Raw records:
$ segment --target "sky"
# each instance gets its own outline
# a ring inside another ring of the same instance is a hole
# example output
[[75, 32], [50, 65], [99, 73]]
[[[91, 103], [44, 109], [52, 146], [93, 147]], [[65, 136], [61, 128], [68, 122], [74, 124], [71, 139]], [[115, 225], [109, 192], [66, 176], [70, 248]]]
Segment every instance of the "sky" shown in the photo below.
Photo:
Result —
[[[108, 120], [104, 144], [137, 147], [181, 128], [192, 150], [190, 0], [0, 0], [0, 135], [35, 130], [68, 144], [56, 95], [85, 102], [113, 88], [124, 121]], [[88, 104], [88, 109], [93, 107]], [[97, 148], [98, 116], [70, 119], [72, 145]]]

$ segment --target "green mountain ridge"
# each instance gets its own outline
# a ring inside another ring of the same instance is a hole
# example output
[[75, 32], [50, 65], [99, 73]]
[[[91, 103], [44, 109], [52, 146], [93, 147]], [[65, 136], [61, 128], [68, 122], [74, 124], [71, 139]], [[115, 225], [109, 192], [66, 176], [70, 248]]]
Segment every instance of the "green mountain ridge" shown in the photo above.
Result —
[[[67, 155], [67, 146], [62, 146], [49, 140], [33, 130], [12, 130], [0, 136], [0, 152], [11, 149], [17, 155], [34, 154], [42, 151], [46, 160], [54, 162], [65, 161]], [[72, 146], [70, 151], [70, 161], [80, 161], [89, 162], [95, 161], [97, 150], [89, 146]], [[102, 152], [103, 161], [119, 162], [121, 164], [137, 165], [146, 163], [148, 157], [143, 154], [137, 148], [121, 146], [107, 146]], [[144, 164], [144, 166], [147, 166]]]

Goal: Reproduce every line of the records above, character for character, without changing anything.

The reply:
$ segment --target "sky"
# each instance gets its own outline
# a ring inside another ring of the same instance is a hole
# example output
[[75, 32], [50, 65], [99, 73]]
[[[91, 103], [44, 109], [52, 146], [93, 147]], [[65, 136], [61, 128], [68, 122], [74, 124], [71, 139]], [[115, 225], [109, 192], [66, 176], [70, 248]]]
Segment every instance of the "sky" shown in the photo below.
Photo:
Result —
[[[108, 120], [104, 144], [137, 147], [181, 128], [192, 150], [190, 0], [0, 0], [0, 135], [35, 130], [68, 144], [56, 95], [85, 102], [113, 88], [124, 121]], [[88, 104], [88, 109], [93, 107]], [[97, 148], [98, 116], [70, 119], [72, 145]]]

$ segment --target "green mountain ridge"
# each instance gets its own outline
# a ring inside another ring of the same instance is a hole
# example output
[[75, 32], [50, 65], [99, 73]]
[[[91, 103], [44, 109], [52, 146], [93, 147]], [[65, 136], [61, 128], [68, 122], [74, 124], [71, 139]], [[115, 225], [109, 192], [66, 176], [70, 248]]]
Segment every instance of the "green mountain ridge" shown in the photo above.
Result —
[[[67, 155], [67, 146], [62, 146], [49, 140], [33, 130], [12, 130], [0, 136], [0, 152], [11, 149], [17, 155], [34, 154], [42, 151], [46, 160], [54, 162], [65, 161]], [[72, 146], [70, 151], [70, 161], [80, 161], [89, 162], [95, 161], [97, 150], [89, 146]], [[102, 152], [103, 161], [119, 162], [121, 164], [137, 165], [146, 163], [148, 157], [143, 154], [137, 148], [121, 146], [107, 146]], [[144, 164], [144, 166], [147, 166]]]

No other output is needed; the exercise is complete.